Texto para revisão ->

Na partilha republicana, coexistem, harmonicamente, mas independentes, os Poderes Executivo, Legislativo e Judiciário. Esta máxima está impressa na grande Carta de Leis e, em tese, assegura o tão decantado e incensado Estado Democrático de Direito, nome, quase sempre, usado em vão, cheio de pompa e circunstância, salvaguarda dos direitos individuais, proteção às minorias, fórmula basilar para o processo civilizatório.
Tudo bem se fosse assim, mas “a teoria na prática é outra”. O Poder Judiciário é olímpico, inatingível e coorporativo até não poder mais. Há tempo, que a sociedade brasileira, na voz de grandes cientistas políticos e mesmo de juristas renomados (poucos) discutem o seu controle externo. Toda vez que esta questão é levantada, o corolário de argumentações contrárias adverte para o risco da interferência dos poderosos, do perigo de se botar antolhos em quem para julgar precisa, necessariamente, da visão holística.
Rasa razão.
O homem comum se deu conta disso, no momento em que o Judiciário “emerge da lagoa” e mostra que “nem tudo é como dantes, na bodega de Abrantes”; que o tempo da hibernação muito mais que lindo, é findo.

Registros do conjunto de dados
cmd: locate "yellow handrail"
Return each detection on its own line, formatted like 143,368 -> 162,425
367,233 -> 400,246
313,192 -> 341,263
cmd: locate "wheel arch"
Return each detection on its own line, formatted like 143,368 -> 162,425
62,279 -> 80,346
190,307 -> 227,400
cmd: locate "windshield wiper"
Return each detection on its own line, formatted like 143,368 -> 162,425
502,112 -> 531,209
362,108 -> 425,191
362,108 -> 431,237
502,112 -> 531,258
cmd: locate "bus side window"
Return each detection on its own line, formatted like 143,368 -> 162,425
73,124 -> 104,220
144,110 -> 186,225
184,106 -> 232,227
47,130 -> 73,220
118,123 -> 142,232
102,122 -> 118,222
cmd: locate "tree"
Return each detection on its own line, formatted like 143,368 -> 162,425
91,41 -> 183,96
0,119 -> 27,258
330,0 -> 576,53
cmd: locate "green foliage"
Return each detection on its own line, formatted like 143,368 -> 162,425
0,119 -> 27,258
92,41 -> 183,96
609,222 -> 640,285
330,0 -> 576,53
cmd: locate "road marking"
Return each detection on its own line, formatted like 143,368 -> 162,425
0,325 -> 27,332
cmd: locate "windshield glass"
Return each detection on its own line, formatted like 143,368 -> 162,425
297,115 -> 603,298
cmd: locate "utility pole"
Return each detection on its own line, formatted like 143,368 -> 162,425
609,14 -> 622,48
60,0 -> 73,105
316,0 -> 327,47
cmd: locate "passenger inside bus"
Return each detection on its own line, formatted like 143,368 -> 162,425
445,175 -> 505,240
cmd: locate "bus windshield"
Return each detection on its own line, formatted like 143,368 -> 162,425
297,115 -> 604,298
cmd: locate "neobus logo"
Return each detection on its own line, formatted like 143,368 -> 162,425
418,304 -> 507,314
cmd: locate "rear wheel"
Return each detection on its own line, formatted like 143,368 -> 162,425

Enunciado ->
Indique se cada afirmação a seguir está de acordo com o texto sobre o Poder Judiciário. Responda sim ou não e cite as palavras do texto que decidem a resposta.
1. Na partilha republicana, os três Poderes coexistem de forma harmônica e independente.
2. Muitos juristas renomados discutem o controle externo do Judiciário.
3. O Poder Judiciário é descrito como acessível e pouco corporativo.

Resolução ->
1. Sim: "coexistem, harmonicamente, mas independentes, os Poderes Executivo, Legislativo e Judiciário".
2. Não: "mesmo de juristas renomados (poucos)".
3. Não: "O Poder Judiciário é olímpico, inatingível e coorporativo até não poder mais."